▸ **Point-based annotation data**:
_ _ _ _ _ _ _

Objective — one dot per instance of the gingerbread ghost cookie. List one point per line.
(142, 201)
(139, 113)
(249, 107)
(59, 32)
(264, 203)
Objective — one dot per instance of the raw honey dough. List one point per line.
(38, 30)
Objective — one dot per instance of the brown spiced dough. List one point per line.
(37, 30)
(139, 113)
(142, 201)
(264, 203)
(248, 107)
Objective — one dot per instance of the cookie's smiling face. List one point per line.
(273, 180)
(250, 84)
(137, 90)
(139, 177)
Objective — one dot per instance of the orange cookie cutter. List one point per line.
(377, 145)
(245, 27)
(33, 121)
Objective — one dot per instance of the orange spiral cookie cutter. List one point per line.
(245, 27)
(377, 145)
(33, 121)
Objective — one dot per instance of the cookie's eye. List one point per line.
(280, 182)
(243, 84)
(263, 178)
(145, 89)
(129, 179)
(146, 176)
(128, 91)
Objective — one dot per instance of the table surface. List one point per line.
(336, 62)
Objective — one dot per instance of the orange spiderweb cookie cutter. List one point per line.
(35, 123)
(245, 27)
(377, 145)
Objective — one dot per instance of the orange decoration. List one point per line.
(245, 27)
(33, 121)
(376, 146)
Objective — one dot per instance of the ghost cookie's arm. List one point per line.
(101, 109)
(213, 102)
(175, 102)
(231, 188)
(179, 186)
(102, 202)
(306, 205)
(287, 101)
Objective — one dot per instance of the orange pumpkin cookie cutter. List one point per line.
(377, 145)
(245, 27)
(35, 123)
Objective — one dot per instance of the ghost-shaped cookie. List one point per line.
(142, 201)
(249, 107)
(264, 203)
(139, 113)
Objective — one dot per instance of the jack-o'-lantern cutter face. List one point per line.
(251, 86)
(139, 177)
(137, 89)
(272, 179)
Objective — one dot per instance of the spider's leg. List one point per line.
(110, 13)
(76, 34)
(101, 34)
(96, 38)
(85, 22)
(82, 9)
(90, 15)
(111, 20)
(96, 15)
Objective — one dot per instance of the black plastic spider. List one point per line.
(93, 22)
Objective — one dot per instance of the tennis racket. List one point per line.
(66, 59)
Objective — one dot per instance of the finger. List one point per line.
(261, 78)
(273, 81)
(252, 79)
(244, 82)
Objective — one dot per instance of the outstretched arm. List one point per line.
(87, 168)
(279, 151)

_ _ _ _ _ _ _

Reproduce each entry from the records above, character for character.

Objective — one dot per instance of the gingerbread ghost cookie. List one point per line.
(142, 201)
(139, 113)
(249, 107)
(59, 32)
(264, 203)
Objective — one dot per instance of the raw honey dough. List one point per line.
(38, 30)
Objective — one dot per instance of the brown spiced dough. List one point per line.
(37, 30)
(139, 113)
(142, 201)
(264, 203)
(248, 107)
Objective — one dot per instance of the cookie's smiling face. List one point per line.
(273, 180)
(250, 84)
(137, 90)
(139, 177)
Objective — one dot per instance of the orange cookie cutter. List one point per line.
(377, 145)
(245, 27)
(33, 121)
Objective — one dot per instance of the orange spiral cookie cutter. List one point per line.
(245, 27)
(377, 145)
(33, 121)
Objective — one dot per instance of the cookie's eye. List one point per line.
(280, 182)
(243, 84)
(263, 178)
(145, 89)
(129, 179)
(146, 176)
(128, 91)
Objective — one dot per instance of the table surface. List one point per line.
(336, 62)
Objective — one dot per instance of the orange spiderweb cookie cutter. List one point per line.
(35, 123)
(245, 27)
(377, 145)
Objective — one dot per instance of the orange decoration. List one point per line.
(245, 27)
(33, 121)
(376, 146)
Objective — one dot per instance of the ghost cookie's arm. List one point per line.
(101, 109)
(213, 102)
(175, 102)
(231, 188)
(179, 186)
(102, 202)
(306, 205)
(287, 101)
Objective — one dot per instance of the orange pumpkin cookie cutter. List one point per line.
(377, 145)
(245, 27)
(35, 123)
Objective — one dot per instance of the ghost-shaped cookie. List one point per line.
(142, 201)
(249, 107)
(264, 203)
(139, 113)
Objective — one dot per instance of the jack-o'-lantern cutter face. List one point per line.
(251, 86)
(139, 177)
(137, 89)
(272, 179)
Objective — one dot per instance of the spider's leg. List one point per line.
(110, 13)
(76, 34)
(101, 34)
(96, 38)
(85, 22)
(82, 9)
(90, 15)
(111, 20)
(96, 15)
Objective — one dot per instance of the black plastic spider. List one point per line.
(93, 22)
Objective — one dot per instance of the tennis racket. List one point per line.
(66, 59)
Objective — one dot per instance of the finger. List one point per line.
(261, 78)
(273, 81)
(252, 79)
(244, 82)
Objective — one dot per instance of the outstretched arm. List one point per line.
(87, 168)
(279, 151)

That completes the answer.